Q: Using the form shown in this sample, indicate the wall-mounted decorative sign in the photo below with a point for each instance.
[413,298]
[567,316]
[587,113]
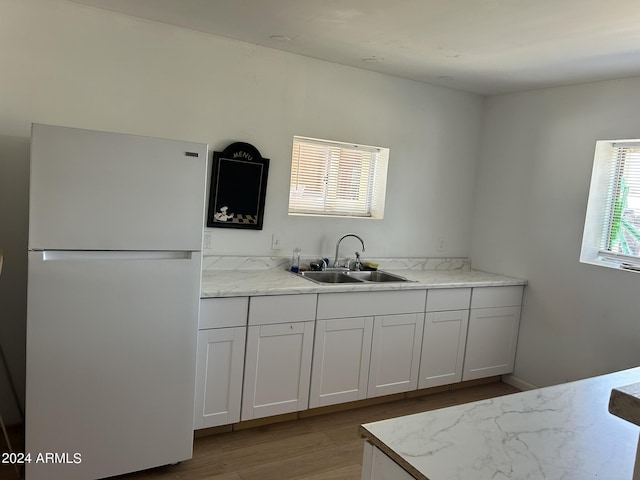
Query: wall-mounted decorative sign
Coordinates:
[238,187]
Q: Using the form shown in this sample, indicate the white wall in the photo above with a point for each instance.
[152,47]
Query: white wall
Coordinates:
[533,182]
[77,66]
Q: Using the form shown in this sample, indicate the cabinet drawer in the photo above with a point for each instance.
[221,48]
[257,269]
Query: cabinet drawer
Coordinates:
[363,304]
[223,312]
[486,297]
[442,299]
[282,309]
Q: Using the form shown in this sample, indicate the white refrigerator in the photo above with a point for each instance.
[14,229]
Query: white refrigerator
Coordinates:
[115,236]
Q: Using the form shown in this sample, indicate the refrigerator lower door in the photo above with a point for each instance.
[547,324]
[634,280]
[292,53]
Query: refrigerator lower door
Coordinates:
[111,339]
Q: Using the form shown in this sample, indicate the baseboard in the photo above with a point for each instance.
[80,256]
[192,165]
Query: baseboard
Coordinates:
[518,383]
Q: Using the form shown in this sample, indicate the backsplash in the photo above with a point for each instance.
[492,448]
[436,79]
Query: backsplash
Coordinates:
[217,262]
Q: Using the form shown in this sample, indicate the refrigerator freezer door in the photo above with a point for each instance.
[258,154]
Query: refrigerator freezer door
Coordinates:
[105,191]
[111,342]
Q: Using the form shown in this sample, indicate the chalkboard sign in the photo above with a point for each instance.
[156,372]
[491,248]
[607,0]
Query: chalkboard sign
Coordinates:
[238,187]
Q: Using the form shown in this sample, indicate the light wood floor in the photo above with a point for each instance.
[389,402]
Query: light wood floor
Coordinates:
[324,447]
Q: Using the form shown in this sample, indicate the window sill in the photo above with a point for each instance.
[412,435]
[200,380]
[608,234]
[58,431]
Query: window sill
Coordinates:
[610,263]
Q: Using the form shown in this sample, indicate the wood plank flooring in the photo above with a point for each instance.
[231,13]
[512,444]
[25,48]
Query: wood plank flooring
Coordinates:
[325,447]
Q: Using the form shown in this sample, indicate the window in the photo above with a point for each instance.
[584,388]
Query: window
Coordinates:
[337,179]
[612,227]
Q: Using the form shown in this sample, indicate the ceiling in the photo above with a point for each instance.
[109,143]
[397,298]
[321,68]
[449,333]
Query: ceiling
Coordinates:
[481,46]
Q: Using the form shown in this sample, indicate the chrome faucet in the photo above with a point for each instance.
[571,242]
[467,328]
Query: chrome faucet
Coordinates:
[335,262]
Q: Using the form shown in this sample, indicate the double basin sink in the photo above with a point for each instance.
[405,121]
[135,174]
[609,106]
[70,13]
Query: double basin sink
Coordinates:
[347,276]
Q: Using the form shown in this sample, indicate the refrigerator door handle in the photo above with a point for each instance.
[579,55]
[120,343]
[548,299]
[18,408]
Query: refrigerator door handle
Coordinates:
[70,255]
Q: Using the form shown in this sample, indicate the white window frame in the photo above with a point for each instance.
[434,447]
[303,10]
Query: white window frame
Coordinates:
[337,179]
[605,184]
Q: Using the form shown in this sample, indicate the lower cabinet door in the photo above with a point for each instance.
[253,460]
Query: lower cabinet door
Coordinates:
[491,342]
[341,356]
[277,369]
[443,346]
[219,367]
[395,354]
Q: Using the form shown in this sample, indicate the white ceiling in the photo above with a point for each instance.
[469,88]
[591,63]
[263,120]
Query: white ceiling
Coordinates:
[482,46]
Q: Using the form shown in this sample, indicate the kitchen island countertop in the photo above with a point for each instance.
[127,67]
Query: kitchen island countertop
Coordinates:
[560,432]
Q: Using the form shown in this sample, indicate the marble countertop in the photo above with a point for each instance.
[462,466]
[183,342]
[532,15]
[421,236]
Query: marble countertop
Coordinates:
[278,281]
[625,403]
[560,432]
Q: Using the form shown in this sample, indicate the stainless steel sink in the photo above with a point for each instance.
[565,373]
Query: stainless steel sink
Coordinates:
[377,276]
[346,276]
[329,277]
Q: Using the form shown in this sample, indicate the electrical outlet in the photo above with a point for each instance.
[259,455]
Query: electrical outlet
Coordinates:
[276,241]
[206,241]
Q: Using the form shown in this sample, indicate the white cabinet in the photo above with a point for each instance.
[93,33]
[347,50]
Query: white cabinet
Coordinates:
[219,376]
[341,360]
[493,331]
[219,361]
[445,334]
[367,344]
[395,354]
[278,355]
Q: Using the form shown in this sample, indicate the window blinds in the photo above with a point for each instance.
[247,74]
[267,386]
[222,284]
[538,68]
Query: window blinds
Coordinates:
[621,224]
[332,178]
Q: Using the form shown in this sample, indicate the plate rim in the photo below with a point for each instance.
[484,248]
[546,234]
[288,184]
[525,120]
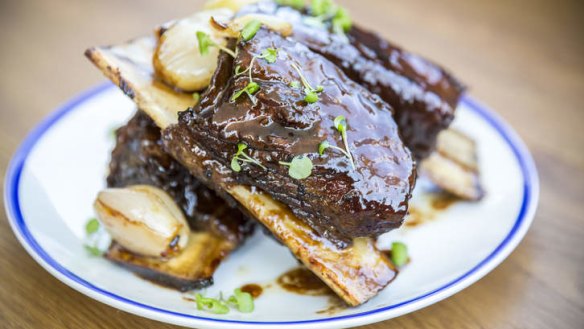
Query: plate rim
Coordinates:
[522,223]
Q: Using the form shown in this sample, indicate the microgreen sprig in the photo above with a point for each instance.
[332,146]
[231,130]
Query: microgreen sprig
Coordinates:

+ + + + +

### Brief
Restate the entire listing word for word, excluding pictures.

### Task solution
Q: Using the form shown in this sample, indicate the wall-mounted decorative sign in the photo below with a point for each instance.
[413,298]
[567,316]
[587,113]
Query: wall-mounted decorative sign
Coordinates:
[238,187]
Q: Using the form shown in this sample, indicate the white wall in the photo above with a point for each instance.
[152,47]
Query: white wall
Coordinates:
[533,182]
[77,66]
Q: Using the form shown in this sample, indicate the cabinet drawer in the photo above with a point for each instance.
[221,48]
[257,269]
Query: cabinet drawer
Coordinates:
[363,304]
[223,312]
[486,297]
[442,299]
[282,309]
Q: Using the form shown in this sample, indicate the white refrigerator in the photo above with a point for each instance.
[14,229]
Query: white refrigerator
Coordinates:
[115,236]
Q: Using the form shown in this sample, indicate the refrigerator lower door in the photo above with a point for each instance.
[547,324]
[634,280]
[292,53]
Query: refrigerator lower door
Coordinates:
[111,339]
Q: Using the form shown in this sample, indicate the baseboard in the photo above with a point for each instance.
[80,256]
[192,165]
Query: baseboard
Coordinates:
[518,383]
Q: Using the form shown in this sample, indicate the backsplash in the photo above with a point for each instance.
[492,448]
[436,79]
Query: backsplash
Coordinates:
[217,262]
Q: Using the form shown in this sample, indicate the refrigerator freezer door in the photo above with a point for each instance.
[258,154]
Query: refrigerator freezer door
Coordinates:
[105,191]
[111,342]
Q: Using the form shown in this sample, indicate the chalkboard sign in the photo above with a point for each instance.
[156,372]
[491,248]
[607,0]
Query: chalkboard sign
Coordinates:
[238,187]
Q: Using the form shown in this sample, indicate the light wood floor in the photo above with a point for each instance.
[389,402]
Query: light wood floor
Coordinates:
[324,447]
Q: Using the form shown in this sample, indicate the window sill in the photo above with a point for each instance.
[412,435]
[200,380]
[608,234]
[58,431]
Query: window sill
Coordinates:
[610,263]
Q: Using the form shown in this sample, indicate the wood plank flooring in the photo above with a point for each instance.
[231,13]
[512,444]
[25,48]
Query: wood plank flooring
Coordinates:
[325,447]
Q: Using the form shown in this sample, indicate the window in the photo above with a point for each instance.
[584,388]
Query: window
Coordinates:
[337,179]
[612,227]
Q: Using the form shown in this sample, indicate the ceiling in the photo above with a point for each instance.
[109,143]
[397,298]
[321,68]
[449,333]
Query: ceiling
Coordinates:
[481,46]
Q: Using the form shown in this sample, indicate the chrome faucet in the photo above with a point for each instance.
[571,242]
[467,328]
Query: chrome faucet
Coordinates:
[335,262]
Q: Using the form shown in this sample, indicate the double basin sink in the photo above with a point for each instance.
[405,121]
[135,174]
[609,106]
[70,13]
Query: double basin sink
Coordinates:
[347,276]
Q: Using the form shown in this sample, indicate the refrigerator door handle in the photo above with a point for each instance.
[579,55]
[120,343]
[548,299]
[18,408]
Query: refrigerator door handle
Coordinates:
[70,255]
Q: Using the form shown in this sample, indicate the white window frame in the photo above with a point for each instance.
[434,447]
[303,10]
Query: white window frame
Coordinates:
[337,179]
[605,184]
Q: Using the form shown in this sample, indicate the lower cabinet door in the photo above with a point for each instance.
[253,460]
Query: lower cabinet door
Coordinates:
[491,342]
[341,356]
[277,369]
[443,346]
[219,367]
[395,354]
Q: Using the form shown in this sample, indicate the white ceiling in the photo above with a point for each instance.
[469,88]
[591,63]
[263,120]
Query: white ceiling
Coordinates:
[482,46]
Q: Using the form shown in this sample, indicate the kitchen island countertop in the photo above with a point for each instance.
[127,67]
Query: kitchen island countertop
Coordinates:
[560,432]
Q: Using the form shown in this sample, indicate the marble countertop in the photo above with a point for each instance.
[462,466]
[183,342]
[532,15]
[421,236]
Query: marble countertop
Coordinates:
[278,281]
[625,403]
[560,432]
Q: Using the form shown in this sample, indicate the stainless steel sink in the photo above with a point for each instance.
[565,373]
Query: stainless steel sink
Coordinates:
[377,276]
[346,276]
[329,277]
Q: Using the form shown in this sample, indicate the electrical outlet in the photo above with a point for each instance.
[259,455]
Query: electrical outlet
Coordinates:
[276,241]
[206,241]
Q: Using the form shown in this sample, indicate the white cabinet in the photo above with a point for each instance.
[93,33]
[347,50]
Query: white cabinet
Coordinates:
[219,376]
[341,360]
[493,331]
[219,361]
[445,334]
[367,344]
[395,354]
[278,355]
Q: Using the form shown in this sample, indicate the window blinds in the photo above with a point for each instance.
[247,74]
[267,386]
[222,284]
[538,68]
Query: window blinds
Coordinates:
[621,224]
[332,178]
Q: Using the form shown in this sample, indicate the plate rim in the photo below with a point for each instance.
[484,248]
[546,234]
[288,184]
[525,120]
Query: plate rim
Coordinates:
[522,223]
Q: Using the form shown in this sample, indicate the microgreen sprig in the photo above with a point for each instance.
[332,146]
[231,130]
Query: microgreen sprig
Coordinates:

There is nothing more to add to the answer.